◆ Sasaran Tugas 1
Sebutkan semua perusahaan yang dalam kutipan tentang Pertamina diberikan sebagai contoh powerhouse milik Jerman dan Jepang.

Pertamina sebagai powerhouse
Pertamina merupakan hasil merger antara PN Permina dengan PN Pertamin pada tahun 1968. Dipimpin oleh Ibnu Sutowo, Pertamina berkembang menjadi perusahaan besar yang berperan besar dalam pembangunan Indonesia. Pertamina tidak hanya membangun jalan, sekolah, tempat hiburan, tapi juga menjadi cikal bakal industri-industri berat Indonesia saperti besi baja (Krakatau Steel) dan pupuk (Pupuk Pusri dan Pupuk Kaltim). Dan tentu saja yang paling fenomenal adalah pola production sharing contract (PSC). PSC Pertamina memperoleh pembagian hasil 80-20 bagi Indonesia.
Melalui UU No. 8 Tahun 1971, Pertamina memiliki hak monopoli dalam industri migas Indonesia. Menurut Undang-undang ini, Pertamina adalah kepanjangan pemerintah dalam pengelolaan migas dan merupakan BUMN khusus yang diatur khusus lewat Undang-undang. Pertamina bukan sebuah badan berbentuk persero, melainkan sebuah lembaga yang diawasi oleh dewan komisaris yang terdiri dari lima menteri. Singkat kata, Pertamina merupakan perusahaan vital Indonesia. Pada saat itulah Pertamina merupakan powerhouse terbesar dari dunia ketiga.
Powerhouse adalah sebuah rumah besar, dalam hal ini berbentuk badan usaha, yang mengayomi puluhan hingga ratusan ribu orang, baik sebagai karyawan (langsung), maupun sebagai pemasok. Powerhouse memiliki dampak yang sangat besar bagi perekonomian sebuah negara. Contoh powerhouse yang ada di dunia sangat banyak. Di Amerika Serikat, misalnya, ada Exxon, Coca Cola, Microsoft, dll. Jerman memiliki BMW, Mercedes, Audi, dll. Jepang memiliki Toyota, Sony, Honda, dll. Negara tetangga kita, Malaysia, memiliki perusahaan kebanggaan yaitu Petronas. Sementara negara kita memiliki Pertamina.

◆ Isi Data
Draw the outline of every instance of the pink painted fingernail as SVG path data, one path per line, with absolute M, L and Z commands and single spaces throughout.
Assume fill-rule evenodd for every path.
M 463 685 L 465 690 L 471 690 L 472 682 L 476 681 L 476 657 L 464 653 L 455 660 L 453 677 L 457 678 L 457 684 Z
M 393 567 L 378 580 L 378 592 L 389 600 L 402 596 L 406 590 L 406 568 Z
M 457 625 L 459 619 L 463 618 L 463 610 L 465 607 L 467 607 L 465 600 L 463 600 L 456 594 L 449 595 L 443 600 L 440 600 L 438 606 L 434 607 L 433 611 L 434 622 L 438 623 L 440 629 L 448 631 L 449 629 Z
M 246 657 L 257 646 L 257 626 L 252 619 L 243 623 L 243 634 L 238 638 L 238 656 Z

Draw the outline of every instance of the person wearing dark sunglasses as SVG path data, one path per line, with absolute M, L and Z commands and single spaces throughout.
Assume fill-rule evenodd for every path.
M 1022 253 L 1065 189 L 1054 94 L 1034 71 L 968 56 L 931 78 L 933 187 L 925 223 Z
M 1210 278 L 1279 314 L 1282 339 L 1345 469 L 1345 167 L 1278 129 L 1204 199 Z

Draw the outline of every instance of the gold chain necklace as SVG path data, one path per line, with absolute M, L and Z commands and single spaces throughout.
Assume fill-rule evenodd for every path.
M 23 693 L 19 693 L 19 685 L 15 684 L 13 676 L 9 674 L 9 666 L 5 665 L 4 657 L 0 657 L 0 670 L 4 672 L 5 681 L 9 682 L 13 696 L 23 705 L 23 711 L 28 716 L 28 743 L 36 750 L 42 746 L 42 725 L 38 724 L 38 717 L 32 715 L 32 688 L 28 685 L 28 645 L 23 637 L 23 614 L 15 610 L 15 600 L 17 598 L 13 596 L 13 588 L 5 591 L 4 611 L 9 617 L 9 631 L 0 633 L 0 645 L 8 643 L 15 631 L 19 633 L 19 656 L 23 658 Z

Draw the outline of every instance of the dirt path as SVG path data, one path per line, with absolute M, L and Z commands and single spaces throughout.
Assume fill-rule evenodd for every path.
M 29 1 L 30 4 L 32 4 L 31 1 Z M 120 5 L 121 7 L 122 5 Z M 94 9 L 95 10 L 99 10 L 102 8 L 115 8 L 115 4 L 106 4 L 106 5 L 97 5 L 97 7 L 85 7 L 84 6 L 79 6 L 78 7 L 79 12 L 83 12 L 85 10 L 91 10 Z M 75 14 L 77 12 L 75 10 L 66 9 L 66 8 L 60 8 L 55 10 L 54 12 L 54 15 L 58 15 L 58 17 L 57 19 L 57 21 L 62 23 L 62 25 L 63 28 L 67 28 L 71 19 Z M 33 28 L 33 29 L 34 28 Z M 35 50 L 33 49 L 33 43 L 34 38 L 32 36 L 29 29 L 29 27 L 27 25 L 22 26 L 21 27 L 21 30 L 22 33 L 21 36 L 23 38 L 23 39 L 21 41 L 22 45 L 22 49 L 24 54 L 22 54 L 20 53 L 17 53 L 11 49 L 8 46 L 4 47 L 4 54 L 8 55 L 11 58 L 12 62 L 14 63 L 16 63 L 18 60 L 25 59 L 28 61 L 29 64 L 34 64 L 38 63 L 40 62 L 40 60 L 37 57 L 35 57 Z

==

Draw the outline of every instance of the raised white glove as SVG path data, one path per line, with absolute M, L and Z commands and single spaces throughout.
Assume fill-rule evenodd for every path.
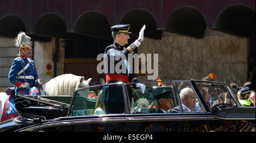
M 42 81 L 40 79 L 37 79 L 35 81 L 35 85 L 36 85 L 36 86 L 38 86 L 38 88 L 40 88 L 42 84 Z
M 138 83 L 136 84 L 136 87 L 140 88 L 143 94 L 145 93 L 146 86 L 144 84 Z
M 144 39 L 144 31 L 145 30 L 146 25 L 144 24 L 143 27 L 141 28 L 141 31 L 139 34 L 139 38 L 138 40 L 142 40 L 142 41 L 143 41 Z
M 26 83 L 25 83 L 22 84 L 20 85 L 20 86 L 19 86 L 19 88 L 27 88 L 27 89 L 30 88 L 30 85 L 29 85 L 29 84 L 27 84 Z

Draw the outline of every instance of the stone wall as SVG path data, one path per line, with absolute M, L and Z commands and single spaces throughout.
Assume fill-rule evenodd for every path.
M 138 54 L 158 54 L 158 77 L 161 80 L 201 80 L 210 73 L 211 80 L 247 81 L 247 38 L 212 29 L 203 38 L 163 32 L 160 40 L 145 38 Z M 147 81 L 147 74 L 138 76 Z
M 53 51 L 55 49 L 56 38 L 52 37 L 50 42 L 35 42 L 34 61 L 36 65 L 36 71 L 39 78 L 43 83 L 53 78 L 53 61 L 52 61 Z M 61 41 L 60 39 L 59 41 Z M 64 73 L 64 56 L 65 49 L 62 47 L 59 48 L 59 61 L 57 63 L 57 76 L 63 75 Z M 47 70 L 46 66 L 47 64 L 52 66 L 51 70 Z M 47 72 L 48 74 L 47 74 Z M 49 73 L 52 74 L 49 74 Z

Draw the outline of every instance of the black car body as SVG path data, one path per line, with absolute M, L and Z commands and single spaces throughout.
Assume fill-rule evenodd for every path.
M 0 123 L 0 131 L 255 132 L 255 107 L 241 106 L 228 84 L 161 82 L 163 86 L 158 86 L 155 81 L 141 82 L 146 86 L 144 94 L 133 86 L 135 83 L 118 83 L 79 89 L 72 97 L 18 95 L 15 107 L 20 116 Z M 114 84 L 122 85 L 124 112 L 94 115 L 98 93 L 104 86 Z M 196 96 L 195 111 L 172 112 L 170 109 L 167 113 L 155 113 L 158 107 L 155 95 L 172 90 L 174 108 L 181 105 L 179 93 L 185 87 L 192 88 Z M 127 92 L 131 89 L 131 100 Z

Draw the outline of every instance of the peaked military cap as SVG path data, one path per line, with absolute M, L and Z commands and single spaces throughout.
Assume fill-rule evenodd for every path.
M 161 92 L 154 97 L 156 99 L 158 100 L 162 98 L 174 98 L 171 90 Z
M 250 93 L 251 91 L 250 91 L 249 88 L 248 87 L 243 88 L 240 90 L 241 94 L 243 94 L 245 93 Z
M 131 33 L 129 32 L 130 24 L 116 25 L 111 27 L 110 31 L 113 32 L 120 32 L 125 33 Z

◆ Sasaran Tugas 2
Susunlah baris-baris data, mulai dari baris yang memuat "Draw the outline of every instance of the pink" dan berakhir pada baris yang memuat "M 246 657 L", sebagai CSV dua kolom bernama teks dan hasil. Buat satu baris CSV untuk setiap teks beserta jawabannya, dengan masing-masing isian diapit tanda kutip dan setiap pergantian baris diganti spasi.

◆ Penyelesaian Terurai 1
BMW, Mercedes, Audi, Toyota, Sony, Honda

◆ Penyelesaian Terurai 2
teks,hasil
"Draw the outline of every instance of the pink painted fingernail as SVG path data, one path per line, with absolute M, L and Z commands and single spaces throughout. Assume fill-rule evenodd for every path.","M 463 685 L 465 690 L 471 690 L 472 682 L 476 681 L 476 657 L 464 653 L 455 660 L 453 677 L 457 678 L 457 684 Z M 393 567 L 378 580 L 378 592 L 389 600 L 402 596 L 406 590 L 406 568 Z M 457 625 L 459 619 L 463 618 L 463 610 L 465 607 L 467 607 L 465 600 L 463 600 L 456 594 L 449 595 L 443 600 L 440 600 L 438 606 L 434 607 L 433 611 L 434 622 L 438 623 L 440 629 L 448 631 L 449 629 Z M 246 657 L 257 646 L 257 626 L 252 619 L 243 623 L 243 634 L 238 638 L 238 656 Z"